[WORK TO DO] Turn the lines below into a numbered list, skipping any blank lines and leaving out the picture.

[PROVIDED MATERIAL]
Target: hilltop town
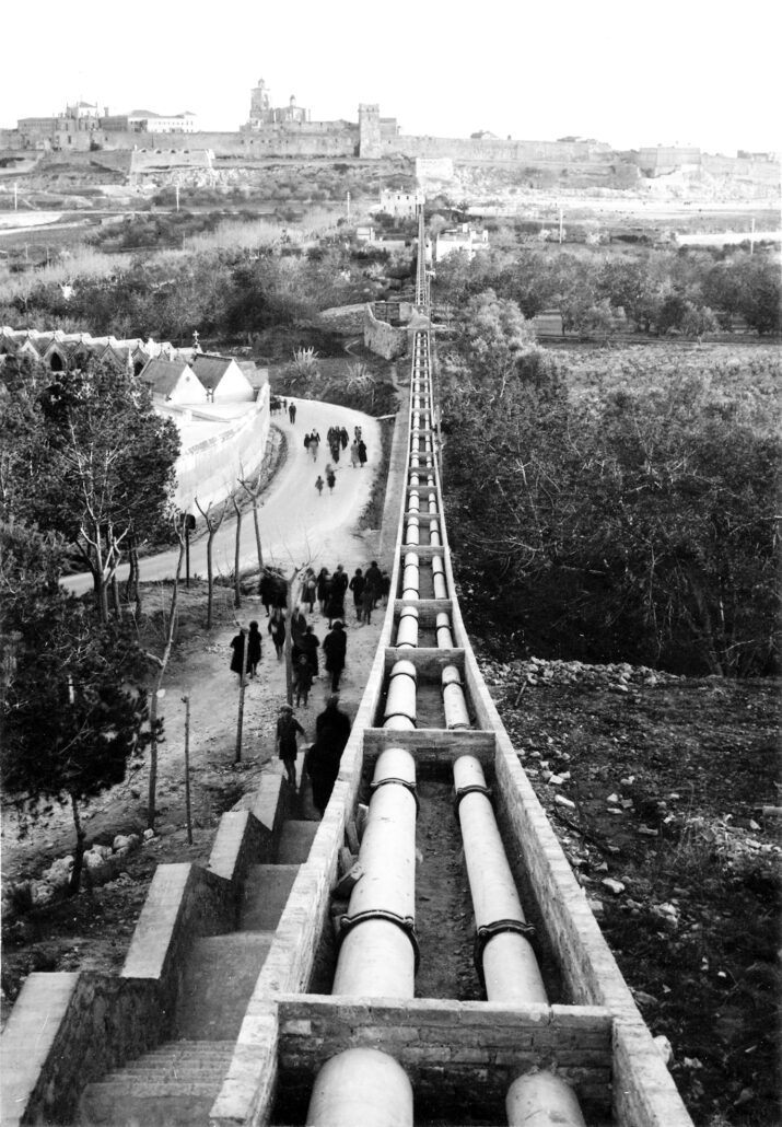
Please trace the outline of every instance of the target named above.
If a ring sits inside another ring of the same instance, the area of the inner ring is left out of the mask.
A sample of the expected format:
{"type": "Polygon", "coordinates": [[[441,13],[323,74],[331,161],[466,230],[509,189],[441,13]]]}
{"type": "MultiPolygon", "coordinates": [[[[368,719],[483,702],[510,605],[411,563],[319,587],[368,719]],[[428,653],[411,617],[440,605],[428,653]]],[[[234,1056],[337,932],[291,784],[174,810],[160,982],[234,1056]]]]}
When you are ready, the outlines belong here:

[WRITTEN SOLUTION]
1. Target: hilltop town
2. Please trace the outline of every instance of the target named above.
3. If a ring sits inside another ring of the same instance, the area of the inner ring is left out of the mask.
4. A sample of the expected format:
5. {"type": "Polygon", "coordinates": [[[441,13],[323,74],[331,161],[466,230],[509,189],[441,13]]]}
6. {"type": "MultiPolygon", "coordinates": [[[[368,719],[483,702],[510,605],[411,563],[319,587],[368,719]],[[428,653],[411,617],[440,605],[428,653]]],[[[234,1056],[337,932],[291,784],[174,810],[160,982],[234,1056]]]]}
7. When you are ready, the outlines belong here:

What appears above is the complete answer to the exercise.